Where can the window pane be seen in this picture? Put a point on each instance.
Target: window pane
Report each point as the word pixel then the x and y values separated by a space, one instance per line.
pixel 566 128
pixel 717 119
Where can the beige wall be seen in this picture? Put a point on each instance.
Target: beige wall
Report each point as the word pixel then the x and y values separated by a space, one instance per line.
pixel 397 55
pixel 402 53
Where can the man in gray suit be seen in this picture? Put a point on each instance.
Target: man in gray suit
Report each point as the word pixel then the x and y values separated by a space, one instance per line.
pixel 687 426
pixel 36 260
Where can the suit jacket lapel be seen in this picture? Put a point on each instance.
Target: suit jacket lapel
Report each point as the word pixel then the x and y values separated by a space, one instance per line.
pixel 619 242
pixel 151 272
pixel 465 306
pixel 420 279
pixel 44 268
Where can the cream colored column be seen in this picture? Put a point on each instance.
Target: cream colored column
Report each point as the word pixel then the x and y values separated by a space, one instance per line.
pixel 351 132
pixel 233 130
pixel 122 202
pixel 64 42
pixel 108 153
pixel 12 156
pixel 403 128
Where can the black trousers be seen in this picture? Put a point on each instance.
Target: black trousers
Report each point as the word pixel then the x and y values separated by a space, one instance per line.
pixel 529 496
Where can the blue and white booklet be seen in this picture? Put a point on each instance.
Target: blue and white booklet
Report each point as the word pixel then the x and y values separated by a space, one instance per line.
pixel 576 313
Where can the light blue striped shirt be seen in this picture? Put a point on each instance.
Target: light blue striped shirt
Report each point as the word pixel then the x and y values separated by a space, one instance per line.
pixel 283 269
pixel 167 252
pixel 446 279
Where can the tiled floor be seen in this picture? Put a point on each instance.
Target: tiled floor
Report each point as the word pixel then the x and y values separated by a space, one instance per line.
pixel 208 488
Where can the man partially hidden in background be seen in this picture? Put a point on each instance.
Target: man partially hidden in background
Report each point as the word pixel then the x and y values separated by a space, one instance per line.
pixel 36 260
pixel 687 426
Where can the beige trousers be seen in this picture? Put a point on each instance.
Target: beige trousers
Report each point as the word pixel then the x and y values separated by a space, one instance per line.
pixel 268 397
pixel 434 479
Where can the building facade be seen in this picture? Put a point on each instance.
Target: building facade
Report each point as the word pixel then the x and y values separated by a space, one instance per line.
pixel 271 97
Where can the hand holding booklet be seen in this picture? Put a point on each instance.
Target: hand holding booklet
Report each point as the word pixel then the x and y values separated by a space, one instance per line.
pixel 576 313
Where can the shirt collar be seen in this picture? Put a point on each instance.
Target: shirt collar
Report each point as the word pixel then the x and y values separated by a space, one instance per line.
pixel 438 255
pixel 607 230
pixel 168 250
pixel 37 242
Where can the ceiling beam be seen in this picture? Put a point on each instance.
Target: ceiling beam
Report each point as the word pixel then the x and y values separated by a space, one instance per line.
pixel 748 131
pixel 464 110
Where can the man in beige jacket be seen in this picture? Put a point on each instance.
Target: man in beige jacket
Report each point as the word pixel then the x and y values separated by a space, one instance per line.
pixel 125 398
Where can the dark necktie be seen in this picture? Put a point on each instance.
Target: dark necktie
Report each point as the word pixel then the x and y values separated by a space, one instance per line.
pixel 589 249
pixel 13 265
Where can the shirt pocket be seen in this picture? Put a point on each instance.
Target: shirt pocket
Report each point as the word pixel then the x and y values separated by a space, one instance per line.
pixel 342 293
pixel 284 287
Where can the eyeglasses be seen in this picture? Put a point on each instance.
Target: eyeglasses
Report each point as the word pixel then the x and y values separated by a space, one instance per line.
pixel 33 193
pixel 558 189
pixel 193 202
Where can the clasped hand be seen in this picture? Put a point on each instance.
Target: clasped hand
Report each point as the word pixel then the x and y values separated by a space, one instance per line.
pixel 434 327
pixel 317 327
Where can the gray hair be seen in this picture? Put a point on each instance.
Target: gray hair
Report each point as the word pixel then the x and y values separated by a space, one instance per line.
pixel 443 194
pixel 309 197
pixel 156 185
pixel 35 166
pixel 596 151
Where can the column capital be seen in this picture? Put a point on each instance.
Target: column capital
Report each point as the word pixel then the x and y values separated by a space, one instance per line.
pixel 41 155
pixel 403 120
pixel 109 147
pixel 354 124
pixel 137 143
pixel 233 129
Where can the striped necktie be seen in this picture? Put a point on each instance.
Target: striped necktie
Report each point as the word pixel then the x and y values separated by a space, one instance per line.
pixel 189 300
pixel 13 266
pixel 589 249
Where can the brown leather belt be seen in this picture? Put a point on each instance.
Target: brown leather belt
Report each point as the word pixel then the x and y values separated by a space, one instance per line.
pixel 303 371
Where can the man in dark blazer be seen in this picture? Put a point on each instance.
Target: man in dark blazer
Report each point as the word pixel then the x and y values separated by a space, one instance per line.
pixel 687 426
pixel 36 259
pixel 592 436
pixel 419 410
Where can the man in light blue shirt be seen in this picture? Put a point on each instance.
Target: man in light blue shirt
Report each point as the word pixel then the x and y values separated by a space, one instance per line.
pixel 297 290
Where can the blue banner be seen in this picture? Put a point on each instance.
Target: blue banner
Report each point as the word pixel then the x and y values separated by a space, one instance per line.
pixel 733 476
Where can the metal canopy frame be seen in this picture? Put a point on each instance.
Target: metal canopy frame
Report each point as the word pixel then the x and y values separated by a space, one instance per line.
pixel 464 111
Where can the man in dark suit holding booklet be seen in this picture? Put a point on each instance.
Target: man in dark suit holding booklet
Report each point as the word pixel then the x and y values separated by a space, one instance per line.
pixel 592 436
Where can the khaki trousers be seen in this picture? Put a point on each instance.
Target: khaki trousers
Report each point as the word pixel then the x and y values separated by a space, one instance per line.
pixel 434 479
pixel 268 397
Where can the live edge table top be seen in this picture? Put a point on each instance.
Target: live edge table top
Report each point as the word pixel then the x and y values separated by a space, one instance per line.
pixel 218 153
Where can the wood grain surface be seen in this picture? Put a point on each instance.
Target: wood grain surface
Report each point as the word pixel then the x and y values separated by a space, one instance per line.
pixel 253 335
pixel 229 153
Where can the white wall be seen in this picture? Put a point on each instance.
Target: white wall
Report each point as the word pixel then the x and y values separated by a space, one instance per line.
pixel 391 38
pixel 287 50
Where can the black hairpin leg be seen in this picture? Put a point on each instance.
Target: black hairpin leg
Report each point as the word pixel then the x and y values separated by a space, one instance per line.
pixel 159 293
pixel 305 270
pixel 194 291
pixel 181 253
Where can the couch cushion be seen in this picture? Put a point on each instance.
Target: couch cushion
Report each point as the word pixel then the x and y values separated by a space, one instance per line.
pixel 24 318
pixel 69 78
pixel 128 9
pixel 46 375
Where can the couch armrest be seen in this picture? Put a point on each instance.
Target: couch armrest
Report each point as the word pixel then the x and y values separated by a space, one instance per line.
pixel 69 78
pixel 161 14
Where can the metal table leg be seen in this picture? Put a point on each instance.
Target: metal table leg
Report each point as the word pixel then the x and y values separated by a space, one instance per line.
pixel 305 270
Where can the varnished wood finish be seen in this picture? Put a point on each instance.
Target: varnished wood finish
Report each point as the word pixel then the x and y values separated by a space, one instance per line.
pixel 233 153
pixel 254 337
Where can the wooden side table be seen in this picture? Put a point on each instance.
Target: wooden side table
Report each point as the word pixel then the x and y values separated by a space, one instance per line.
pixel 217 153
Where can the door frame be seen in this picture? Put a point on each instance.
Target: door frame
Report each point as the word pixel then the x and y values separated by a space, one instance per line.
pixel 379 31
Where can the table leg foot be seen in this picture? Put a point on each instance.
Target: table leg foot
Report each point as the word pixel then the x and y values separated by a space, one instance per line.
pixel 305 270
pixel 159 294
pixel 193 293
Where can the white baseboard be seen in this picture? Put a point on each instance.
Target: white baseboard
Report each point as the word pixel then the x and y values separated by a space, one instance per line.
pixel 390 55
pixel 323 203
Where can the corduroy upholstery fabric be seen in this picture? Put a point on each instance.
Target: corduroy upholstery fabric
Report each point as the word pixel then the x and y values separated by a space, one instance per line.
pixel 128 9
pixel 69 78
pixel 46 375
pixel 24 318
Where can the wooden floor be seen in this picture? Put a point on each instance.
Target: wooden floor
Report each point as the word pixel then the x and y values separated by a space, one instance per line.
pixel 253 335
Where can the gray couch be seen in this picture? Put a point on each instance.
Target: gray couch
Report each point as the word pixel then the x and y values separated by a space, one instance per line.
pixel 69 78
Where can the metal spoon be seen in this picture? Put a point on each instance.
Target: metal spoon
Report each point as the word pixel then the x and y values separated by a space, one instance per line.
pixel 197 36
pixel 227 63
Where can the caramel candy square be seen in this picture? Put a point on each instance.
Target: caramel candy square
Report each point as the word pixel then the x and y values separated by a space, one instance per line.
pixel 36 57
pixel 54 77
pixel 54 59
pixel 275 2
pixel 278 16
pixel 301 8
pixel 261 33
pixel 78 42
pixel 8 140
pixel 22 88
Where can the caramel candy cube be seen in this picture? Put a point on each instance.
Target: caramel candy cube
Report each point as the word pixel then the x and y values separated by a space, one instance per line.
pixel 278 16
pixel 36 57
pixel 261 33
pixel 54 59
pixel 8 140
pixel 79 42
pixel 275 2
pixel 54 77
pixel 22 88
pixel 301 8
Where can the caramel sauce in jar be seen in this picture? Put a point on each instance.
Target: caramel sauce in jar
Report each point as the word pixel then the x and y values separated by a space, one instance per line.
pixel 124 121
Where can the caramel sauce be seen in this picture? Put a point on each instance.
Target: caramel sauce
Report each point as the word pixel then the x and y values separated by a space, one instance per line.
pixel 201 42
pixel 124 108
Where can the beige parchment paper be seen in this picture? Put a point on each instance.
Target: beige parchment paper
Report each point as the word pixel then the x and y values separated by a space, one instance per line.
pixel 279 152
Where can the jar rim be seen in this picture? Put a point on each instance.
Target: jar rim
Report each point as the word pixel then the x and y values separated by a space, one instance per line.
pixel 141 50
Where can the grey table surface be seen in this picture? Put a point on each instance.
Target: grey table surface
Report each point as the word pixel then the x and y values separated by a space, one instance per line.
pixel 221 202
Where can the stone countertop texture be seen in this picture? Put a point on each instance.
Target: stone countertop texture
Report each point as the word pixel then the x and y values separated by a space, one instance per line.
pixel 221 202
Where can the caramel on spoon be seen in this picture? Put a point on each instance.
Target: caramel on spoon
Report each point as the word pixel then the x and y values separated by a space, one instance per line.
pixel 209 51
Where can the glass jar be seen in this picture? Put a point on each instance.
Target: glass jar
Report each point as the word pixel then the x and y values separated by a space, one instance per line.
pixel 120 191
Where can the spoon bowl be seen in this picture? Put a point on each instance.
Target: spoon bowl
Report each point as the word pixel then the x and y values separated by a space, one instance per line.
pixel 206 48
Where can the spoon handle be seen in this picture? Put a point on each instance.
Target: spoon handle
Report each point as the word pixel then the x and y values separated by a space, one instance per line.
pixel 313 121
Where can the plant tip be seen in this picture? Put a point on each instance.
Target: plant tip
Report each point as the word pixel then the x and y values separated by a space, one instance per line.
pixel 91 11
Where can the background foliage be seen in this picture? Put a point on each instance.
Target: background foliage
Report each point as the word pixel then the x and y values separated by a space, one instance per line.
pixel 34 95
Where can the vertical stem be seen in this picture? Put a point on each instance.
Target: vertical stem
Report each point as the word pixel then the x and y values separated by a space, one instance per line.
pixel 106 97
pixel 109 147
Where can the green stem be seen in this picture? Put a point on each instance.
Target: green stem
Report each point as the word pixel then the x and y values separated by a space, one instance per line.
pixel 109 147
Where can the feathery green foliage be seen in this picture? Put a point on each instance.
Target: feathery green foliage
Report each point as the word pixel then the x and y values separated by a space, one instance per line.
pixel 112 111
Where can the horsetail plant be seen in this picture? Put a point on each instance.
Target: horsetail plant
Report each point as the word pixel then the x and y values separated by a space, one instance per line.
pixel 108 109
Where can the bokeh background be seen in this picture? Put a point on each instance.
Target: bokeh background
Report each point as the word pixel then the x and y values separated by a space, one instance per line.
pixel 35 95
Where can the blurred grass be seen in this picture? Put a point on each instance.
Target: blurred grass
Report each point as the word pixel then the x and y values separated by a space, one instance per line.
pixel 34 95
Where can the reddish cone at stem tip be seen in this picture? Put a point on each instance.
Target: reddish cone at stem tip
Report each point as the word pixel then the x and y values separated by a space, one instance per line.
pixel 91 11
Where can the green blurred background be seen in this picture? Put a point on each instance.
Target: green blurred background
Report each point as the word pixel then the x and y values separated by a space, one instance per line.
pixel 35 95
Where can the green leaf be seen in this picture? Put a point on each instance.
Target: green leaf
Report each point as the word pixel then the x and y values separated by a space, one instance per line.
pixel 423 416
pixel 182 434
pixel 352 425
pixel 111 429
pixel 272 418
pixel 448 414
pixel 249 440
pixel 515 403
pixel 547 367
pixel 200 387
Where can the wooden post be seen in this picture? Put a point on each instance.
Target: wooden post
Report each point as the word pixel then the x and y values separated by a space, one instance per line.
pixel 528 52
-------
GOAL: Swap "beige wall" for "tan wall" in everything from the start of the entries down to the line containing "pixel 403 128", and give those lines again with nothing else changed.

EXERCISE SOLUTION:
Where can the window pane be seen in this picture? Put a point on each instance.
Target: window pane
Report each point as the word pixel then the x and y values separated by a space, one instance per line.
pixel 566 128
pixel 717 119
Where can the tan wall be seen in this picture? Put a point on each instance.
Target: tan wall
Report each point as the word pixel then the x and y values separated by a space, one instance per line.
pixel 397 55
pixel 402 53
Where can the man in gray suit be seen in this picture? Put a point on each instance.
Target: man in gray suit
Report each point as the word pixel then the x and y values separated by a space, one instance per line.
pixel 687 426
pixel 36 260
Where can the suit jacket lapel be seen in this picture? Put a point on each instance.
Target: suit jacket lapel
Report each point as the word pixel then the x and y values separated by a space, one instance per line.
pixel 619 242
pixel 151 272
pixel 465 306
pixel 420 279
pixel 44 268
Where can the cream colored column be seen in this picture? Put a point on each instance.
Target: cream colored column
Report each point as the word pixel then the x and y values separated by a space, one instance per line.
pixel 351 132
pixel 233 130
pixel 122 202
pixel 64 42
pixel 108 153
pixel 12 156
pixel 403 128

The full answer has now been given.